• DATA FOR THIS EXERCISE:

• • • •

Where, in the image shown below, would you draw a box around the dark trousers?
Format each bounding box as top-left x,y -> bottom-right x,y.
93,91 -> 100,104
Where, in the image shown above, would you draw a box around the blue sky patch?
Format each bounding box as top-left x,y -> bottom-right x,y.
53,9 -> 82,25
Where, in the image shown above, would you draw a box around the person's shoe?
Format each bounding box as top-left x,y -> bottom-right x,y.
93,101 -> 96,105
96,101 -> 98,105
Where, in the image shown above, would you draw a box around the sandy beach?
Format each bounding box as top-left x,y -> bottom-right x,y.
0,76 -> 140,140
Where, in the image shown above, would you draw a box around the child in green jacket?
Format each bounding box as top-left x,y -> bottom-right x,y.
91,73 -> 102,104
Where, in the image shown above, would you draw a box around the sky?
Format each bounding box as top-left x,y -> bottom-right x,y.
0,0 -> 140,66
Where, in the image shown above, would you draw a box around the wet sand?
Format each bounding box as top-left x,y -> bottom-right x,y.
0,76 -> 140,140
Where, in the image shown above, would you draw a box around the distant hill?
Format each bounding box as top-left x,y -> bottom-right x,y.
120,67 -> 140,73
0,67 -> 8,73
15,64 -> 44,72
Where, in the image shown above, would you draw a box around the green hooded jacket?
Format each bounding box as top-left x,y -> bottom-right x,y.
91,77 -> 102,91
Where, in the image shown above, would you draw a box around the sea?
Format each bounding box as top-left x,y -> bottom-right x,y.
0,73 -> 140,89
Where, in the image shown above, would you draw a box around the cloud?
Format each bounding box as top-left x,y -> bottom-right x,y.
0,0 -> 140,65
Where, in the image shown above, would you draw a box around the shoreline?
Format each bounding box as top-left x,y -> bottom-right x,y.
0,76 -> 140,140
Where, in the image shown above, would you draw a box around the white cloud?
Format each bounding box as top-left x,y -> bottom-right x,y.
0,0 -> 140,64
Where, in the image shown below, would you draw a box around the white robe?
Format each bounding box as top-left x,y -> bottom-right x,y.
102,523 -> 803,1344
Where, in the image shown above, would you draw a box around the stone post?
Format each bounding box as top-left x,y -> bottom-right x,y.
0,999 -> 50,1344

• • • •

• WHAT YOU HAVE TO DO:
Rewrite all of the lines above as a numbered list, omitting any blank lines.

• RESPONSE TO THIS TASK:
1. Where, in the image shown below, would you draw a box around the dark trousers?
2. Format each bounding box as top-left x,y -> bottom-right x,y.
3. 93,91 -> 100,104
4. Where, in the image shown above, would you draw a box around the blue sky patch?
5. Format each bounding box as top-left x,y -> bottom-right x,y.
6. 53,9 -> 82,25
7. Where, in the image shown above, would you draw a box around the person's shoe?
8. Format each bounding box as top-left x,y -> bottom-right x,y.
9. 93,101 -> 96,105
10. 96,101 -> 98,105
11. Where, in the image shown above, would you draw a box around the sandy beach?
12. Format each bounding box as top-left x,y -> bottom-right x,y.
13. 0,76 -> 140,140
14. Where, in the image shown above, would you draw a box around the child in green jacket?
15. Format each bounding box as top-left x,y -> bottom-right x,y.
16. 91,73 -> 102,104
17. Where, in the image shown above, would you draw a box around the sky?
18. Format each bounding box as top-left x,y -> bottom-right x,y.
19. 0,0 -> 140,66
20. Where, in the image shown above, would you draw a box around the wet sand?
21. Format each bounding box as top-left x,y -> bottom-right x,y.
22. 0,76 -> 140,140
23. Where, in the image shown above, would you draw a box around the distant hill?
24. Format each bounding box as top-left x,y -> bottom-right x,y.
25. 120,67 -> 140,73
26. 0,67 -> 8,73
27. 15,64 -> 44,72
28. Where, in the image shown above, would you draw a box around the green hooded jacket?
29. Format each bounding box as top-left x,y -> bottom-right x,y.
30. 91,77 -> 102,91
31. Where, in the image shown above, would you draw a box around the sea?
32. Format each bounding box as top-left x,y -> bottom-right x,y.
33. 0,73 -> 140,89
34. Where, in the image shown above, would you draw a box around the cloud?
35. Format each bounding box as top-left x,y -> bottom-right x,y.
36. 0,0 -> 140,65
37. Where, in the image shown above, would you draw a box around the shoreline?
38. Format each bounding box as top-left x,y -> bottom-right x,y.
39. 0,76 -> 140,140
40. Where, in the image shown above, would you draw a box around the white cloud?
41. Format each bounding box as top-left x,y -> bottom-right x,y.
42. 0,0 -> 140,64
43. Where, in the image shown below, would you draw a box around the white robe?
44. Format each bounding box as top-left x,y -> bottom-right x,y.
45. 102,523 -> 803,1344
46. Where, in the image shown above, would you draw a box around the stone post?
47. Format each bounding box as top-left x,y -> bottom-right x,y.
48. 0,999 -> 50,1344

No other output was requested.